_Okuma metni_:
>>

Antalya'nın yerel parlamentosu konumundaki İl Genel Meclisi, kentin ortasında bir çirkinlik abidesi gibi duran, adı 'ucube' ve 'hayalet bina'ya çıkan İl Özel İdaresi binası için tam 8 yıldır bir karar veremedi.

İl Genel Meclisi'nin dünkü toplantısında net bir karar çıkacağını bekleyenler, yine havanda su dövüldüğü için hayal kırıklığı yaşadılar.

Görünen o ki Antalya gibi Türkiye'nin vizyon kenti, turizmin başkentinde iş değil, laf üretilmeye devam edecek, kamuoyu daha uzun süre bu bina yıkılsın mı, güçlendirilsin mi tartışmasını izlemek zorunda kalacak.

Oysa yıkım kararı için gereken yasal koşullar çoktan oluşmuştu.

Ama İl Genel Meclisi'nin AKP ve MHP gurupları, sorunun çözümünün CHP'ye siyasi kazanç getireceği kuşkusu ve endişesini bir türlü aşamadılar, dün soruna nokta koymak için oluşturulan ortamı da tiyatro sahnesine benzer tartışmalarla yok saydılar.

İl Genel Meclisi'ndeki bu 'kayıkçı kavgası'na en güzel yanıtı AKP'li Meclis Üyesi Bilal Turgut vermiş.

Demiş ki, "Bu iş çok uzadı, en iyisi yazı tura atalım"

İl Genel Meclis Başkanı Cavit Arı'da bu trajikomik tartışmaya "Evet atalım" sözleriyle ironik bir yaklaşım getirmiş.

Gerçek şu ki Antalyalıların oylarıyla seçilip İl Genel Meclisi'ne gidenler, Antalya açısından çok önemli olan bir konuda sorunu çözmek gibi bir anlayışı benimsemiyorlar.

AKP ve MHP, ucubenin yıkılmasıyla buranın CHP'li belediyenin eline geçmesinden ve kamuoyunun beklentilerine yanıt veren bir proje uygulayarak Antalya'da yeni bir çekim alanı yaratmasından korkuyorlar.

<<

_İşlenecek kayıtlar_:
>>

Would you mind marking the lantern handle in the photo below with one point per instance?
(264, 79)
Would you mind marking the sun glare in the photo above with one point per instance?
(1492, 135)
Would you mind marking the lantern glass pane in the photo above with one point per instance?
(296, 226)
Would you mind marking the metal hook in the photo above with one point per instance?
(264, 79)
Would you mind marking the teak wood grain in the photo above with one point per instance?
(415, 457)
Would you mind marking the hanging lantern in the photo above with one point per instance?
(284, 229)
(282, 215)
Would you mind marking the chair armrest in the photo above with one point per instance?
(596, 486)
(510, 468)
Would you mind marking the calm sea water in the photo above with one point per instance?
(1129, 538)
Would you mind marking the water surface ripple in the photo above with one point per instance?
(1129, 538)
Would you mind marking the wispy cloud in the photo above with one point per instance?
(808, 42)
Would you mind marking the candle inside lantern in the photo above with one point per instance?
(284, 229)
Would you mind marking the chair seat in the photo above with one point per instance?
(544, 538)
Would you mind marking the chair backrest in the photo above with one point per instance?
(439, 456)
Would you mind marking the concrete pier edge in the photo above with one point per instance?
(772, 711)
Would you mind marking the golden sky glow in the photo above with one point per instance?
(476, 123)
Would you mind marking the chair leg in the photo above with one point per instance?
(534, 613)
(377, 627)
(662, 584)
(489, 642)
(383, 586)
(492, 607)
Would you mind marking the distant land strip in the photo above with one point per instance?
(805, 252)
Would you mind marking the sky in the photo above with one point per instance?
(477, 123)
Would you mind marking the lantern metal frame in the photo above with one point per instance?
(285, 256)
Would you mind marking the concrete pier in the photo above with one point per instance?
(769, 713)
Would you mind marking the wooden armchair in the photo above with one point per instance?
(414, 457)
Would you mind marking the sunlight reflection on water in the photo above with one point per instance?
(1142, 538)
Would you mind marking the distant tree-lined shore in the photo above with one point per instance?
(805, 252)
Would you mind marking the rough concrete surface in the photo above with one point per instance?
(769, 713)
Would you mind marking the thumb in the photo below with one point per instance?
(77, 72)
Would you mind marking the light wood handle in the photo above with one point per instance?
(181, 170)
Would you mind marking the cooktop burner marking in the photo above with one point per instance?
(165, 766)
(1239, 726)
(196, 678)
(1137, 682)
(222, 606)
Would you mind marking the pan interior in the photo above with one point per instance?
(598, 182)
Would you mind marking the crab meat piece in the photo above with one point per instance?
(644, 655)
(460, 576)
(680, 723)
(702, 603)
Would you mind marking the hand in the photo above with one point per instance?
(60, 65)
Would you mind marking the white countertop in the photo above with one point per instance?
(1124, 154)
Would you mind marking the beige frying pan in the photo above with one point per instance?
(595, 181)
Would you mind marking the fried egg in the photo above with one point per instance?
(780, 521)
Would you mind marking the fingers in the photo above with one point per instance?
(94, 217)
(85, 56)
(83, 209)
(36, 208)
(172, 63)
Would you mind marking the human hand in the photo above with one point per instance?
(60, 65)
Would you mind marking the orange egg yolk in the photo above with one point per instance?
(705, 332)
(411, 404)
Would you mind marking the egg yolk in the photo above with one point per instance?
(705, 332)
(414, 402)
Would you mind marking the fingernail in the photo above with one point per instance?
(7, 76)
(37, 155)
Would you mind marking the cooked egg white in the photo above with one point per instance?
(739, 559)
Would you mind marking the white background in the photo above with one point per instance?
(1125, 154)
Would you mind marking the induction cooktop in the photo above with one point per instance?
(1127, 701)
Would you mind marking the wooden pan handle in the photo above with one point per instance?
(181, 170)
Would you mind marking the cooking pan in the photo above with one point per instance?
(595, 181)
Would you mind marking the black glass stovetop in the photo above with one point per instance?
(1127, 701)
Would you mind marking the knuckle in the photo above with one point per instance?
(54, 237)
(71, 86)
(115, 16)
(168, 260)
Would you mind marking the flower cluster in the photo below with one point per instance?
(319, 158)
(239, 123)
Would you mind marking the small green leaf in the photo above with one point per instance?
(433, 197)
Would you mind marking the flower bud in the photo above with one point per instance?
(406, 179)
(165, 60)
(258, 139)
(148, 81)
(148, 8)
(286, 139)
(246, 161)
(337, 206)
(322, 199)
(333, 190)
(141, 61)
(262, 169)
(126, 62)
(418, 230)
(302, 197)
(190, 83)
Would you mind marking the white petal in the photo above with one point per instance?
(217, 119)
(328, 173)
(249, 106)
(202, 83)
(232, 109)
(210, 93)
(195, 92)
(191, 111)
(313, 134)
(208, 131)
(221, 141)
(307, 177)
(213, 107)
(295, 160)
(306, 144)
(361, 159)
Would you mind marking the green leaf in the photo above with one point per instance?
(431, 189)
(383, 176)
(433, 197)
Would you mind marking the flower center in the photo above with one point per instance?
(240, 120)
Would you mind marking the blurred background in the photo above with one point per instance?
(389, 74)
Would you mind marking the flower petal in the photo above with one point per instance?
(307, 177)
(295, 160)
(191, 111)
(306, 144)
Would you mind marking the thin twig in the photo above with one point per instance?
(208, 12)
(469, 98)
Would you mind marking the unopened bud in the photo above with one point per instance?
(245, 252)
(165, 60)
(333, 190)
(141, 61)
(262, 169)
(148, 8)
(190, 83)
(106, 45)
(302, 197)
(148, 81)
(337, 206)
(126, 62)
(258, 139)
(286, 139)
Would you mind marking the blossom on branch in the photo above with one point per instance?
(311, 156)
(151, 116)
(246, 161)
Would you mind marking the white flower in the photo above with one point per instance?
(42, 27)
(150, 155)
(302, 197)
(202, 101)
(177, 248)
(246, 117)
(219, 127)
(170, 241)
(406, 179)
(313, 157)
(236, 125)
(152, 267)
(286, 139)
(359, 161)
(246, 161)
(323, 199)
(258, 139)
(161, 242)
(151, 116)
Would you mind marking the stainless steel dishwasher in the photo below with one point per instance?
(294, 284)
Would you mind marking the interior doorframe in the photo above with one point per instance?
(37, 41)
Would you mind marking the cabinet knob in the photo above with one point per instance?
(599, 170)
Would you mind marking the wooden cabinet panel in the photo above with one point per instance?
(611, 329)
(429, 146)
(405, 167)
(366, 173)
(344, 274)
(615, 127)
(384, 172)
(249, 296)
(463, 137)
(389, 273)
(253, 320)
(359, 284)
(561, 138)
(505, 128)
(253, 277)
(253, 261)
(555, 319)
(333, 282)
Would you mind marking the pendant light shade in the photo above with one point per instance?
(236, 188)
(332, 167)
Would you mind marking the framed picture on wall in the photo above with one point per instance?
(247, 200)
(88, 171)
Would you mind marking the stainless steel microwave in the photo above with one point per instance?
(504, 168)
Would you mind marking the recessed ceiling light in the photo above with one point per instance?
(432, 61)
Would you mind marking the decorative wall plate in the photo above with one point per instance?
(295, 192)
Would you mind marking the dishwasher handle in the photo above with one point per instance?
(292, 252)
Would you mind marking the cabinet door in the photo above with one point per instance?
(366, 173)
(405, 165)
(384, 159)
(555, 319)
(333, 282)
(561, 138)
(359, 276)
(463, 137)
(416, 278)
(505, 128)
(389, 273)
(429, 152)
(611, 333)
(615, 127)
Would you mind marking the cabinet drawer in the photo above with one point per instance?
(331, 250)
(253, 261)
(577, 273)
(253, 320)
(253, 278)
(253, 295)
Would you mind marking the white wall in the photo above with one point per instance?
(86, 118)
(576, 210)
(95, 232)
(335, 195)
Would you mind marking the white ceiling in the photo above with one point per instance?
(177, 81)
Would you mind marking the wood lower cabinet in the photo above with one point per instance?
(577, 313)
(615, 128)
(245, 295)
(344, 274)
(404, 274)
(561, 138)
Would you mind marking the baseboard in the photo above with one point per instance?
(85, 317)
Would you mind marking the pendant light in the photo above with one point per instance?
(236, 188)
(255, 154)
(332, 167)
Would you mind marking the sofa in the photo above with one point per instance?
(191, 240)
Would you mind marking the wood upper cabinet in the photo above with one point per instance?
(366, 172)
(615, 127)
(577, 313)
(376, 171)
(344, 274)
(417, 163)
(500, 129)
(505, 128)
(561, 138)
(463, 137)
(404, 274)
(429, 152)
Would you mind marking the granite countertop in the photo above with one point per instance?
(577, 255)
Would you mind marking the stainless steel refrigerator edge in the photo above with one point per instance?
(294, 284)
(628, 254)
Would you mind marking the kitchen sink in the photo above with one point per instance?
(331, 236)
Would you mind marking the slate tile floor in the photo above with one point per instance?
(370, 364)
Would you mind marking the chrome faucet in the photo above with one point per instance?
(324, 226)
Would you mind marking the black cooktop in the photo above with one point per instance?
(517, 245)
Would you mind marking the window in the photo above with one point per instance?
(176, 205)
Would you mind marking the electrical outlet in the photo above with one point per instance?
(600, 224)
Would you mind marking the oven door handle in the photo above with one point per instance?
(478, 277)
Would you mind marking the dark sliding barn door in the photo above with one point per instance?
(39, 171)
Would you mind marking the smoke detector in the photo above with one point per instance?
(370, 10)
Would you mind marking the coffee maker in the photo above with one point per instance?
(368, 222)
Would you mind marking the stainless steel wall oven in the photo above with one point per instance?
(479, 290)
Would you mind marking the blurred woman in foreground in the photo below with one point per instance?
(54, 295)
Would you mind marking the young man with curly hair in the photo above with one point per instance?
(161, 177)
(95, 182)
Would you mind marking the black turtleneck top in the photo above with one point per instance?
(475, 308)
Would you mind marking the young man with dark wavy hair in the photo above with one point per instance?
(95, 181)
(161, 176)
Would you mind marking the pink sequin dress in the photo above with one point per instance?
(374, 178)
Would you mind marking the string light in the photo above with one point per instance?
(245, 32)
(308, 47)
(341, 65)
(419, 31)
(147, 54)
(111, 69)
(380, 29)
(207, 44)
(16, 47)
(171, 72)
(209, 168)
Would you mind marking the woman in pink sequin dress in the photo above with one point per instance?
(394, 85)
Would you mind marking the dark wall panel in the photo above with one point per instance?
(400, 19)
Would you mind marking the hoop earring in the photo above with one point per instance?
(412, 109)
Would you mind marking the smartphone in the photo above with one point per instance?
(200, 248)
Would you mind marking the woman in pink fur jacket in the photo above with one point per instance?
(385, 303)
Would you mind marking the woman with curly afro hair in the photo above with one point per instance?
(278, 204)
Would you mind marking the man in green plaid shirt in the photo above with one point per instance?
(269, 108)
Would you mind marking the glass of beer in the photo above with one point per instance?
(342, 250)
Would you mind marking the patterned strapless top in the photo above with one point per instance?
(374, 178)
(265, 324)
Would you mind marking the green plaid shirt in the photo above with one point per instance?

<<

_Görevler_:
(a) Antalya'daki İl Özel İdaresi binası üzerine olan metni baştan sona, hiçbir değişiklik yapmadan çıktı olarak verin.
(b) Yukarıdaki kayıtlarda "background" kelimesinin geçtiği satırların hepsini gösterin.

_Görev yanıtları_:
(a)
Antalya'nın yerel parlamentosu konumundaki İl Genel Meclisi, kentin ortasında bir çirkinlik abidesi gibi duran, adı 'ucube' ve 'hayalet bina'ya çıkan İl Özel İdaresi binası için tam 8 yıldır bir karar veremedi.

İl Genel Meclisi'nin dünkü toplantısında net bir karar çıkacağını bekleyenler, yine havanda su dövüldüğü için hayal kırıklığı yaşadılar.

Görünen o ki Antalya gibi Türkiye'nin vizyon kenti, turizmin başkentinde iş değil, laf üretilmeye devam edecek, kamuoyu daha uzun süre bu bina yıkılsın mı, güçlendirilsin mi tartışmasını izlemek zorunda kalacak.

Oysa yıkım kararı için gereken yasal koşullar çoktan oluşmuştu.

Ama İl Genel Meclisi'nin AKP ve MHP gurupları, sorunun çözümünün CHP'ye siyasi kazanç getireceği kuşkusu ve endişesini bir türlü aşamadılar, dün soruna nokta koymak için oluşturulan ortamı da tiyatro sahnesine benzer tartışmalarla yok saydılar.

İl Genel Meclisi'ndeki bu 'kayıkçı kavgası'na en güzel yanıtı AKP'li Meclis Üyesi Bilal Turgut vermiş.

Demiş ki, "Bu iş çok uzadı, en iyisi yazı tura atalım"

İl Genel Meclis Başkanı Cavit Arı'da bu trajikomik tartışmaya "Evet atalım" sözleriyle ironik bir yaklaşım getirmiş.

Gerçek şu ki Antalyalıların oylarıyla seçilip İl Genel Meclisi'ne gidenler, Antalya açısından çok önemli olan bir konuda sorunu çözmek gibi bir anlayışı benimsemiyorlar.

AKP ve MHP, ucubenin yıkılmasıyla buranın CHP'li belediyenin eline geçmesinden ve kamuoyunun beklentilerine yanıt veren bir proje uygulayarak Antalya'da yeni bir çekim alanı yaratmasından korkuyorlar.

(b)
Would you mind marking the white background in the photo above with one point per instance?
Would you mind marking the blurred background in the photo above with one point per instance?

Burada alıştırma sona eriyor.